→ Exercise aim: Pick out each line of the material below that contains the string "building", and treat uppercase and lowercase letters as different.

Stored data entries:
-- Start --

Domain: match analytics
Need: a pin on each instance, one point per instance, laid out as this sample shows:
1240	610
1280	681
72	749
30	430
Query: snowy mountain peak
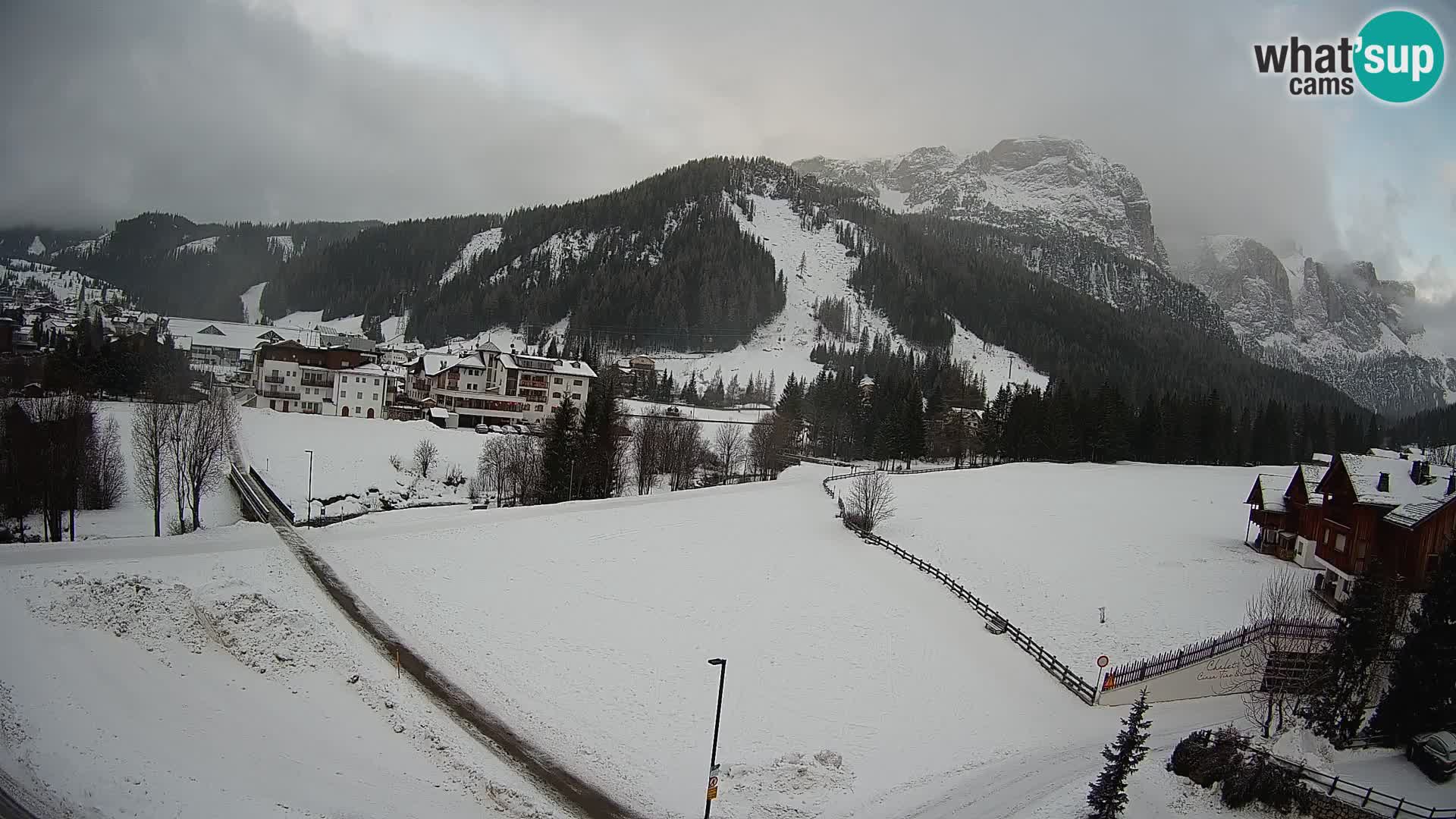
1335	322
1043	187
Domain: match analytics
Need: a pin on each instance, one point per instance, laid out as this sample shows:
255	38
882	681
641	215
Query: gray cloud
322	108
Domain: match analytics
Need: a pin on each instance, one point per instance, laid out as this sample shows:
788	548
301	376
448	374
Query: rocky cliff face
1072	215
1044	187
1335	322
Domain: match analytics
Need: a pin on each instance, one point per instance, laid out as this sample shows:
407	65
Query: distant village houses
1395	509
491	387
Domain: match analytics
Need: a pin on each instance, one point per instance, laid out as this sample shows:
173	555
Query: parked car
1435	754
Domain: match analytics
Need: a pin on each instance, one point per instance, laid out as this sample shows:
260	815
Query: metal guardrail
1047	661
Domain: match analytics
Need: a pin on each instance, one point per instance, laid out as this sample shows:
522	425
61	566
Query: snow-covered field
855	686
351	458
204	675
1049	544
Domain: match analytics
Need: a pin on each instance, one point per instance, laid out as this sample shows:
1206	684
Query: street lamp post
712	764
309	500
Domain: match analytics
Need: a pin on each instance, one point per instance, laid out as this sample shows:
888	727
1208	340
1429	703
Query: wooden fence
1365	798
995	621
1139	670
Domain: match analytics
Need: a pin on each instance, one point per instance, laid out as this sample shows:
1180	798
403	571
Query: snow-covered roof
234	335
1312	475
1269	490
1411	502
560	366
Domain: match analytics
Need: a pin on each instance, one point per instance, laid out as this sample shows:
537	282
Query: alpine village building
490	387
1340	519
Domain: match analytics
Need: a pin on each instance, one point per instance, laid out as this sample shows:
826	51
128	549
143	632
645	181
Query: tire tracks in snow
494	733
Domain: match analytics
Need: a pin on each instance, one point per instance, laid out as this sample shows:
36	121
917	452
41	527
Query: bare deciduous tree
425	457
647	441
728	444
105	469
871	502
202	441
150	430
1280	673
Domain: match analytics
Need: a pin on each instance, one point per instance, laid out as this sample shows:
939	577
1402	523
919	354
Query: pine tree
1421	695
1372	615
558	453
1109	793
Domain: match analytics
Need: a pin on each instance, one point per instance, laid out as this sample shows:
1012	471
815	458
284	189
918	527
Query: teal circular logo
1400	55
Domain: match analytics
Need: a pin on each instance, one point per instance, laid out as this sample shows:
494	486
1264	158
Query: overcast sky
277	110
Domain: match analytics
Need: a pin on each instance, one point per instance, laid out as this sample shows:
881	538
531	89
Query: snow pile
281	245
221	686
351	461
1049	544
481	243
199	246
253	299
1302	745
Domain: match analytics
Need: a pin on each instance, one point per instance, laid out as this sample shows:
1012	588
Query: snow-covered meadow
855	684
1161	547
206	675
351	460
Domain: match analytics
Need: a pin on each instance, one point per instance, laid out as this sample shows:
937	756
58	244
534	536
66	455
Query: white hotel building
490	387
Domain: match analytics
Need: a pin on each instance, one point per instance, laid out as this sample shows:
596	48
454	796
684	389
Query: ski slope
206	675
1161	547
253	299
785	343
481	243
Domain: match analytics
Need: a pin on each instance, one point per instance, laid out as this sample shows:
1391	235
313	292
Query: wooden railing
1365	798
995	621
1136	672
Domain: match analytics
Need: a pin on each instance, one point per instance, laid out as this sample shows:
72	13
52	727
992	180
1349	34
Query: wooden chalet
1394	509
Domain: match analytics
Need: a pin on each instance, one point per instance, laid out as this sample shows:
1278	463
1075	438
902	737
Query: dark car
1435	752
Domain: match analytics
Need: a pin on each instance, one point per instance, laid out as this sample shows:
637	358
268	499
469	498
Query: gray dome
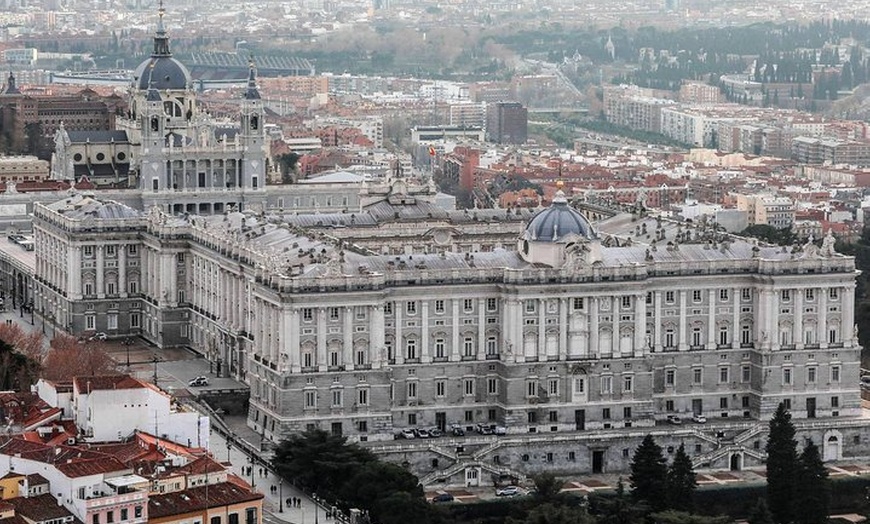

-- End --

→ Result of this task:
Query: alpine village building
Query: white hotel building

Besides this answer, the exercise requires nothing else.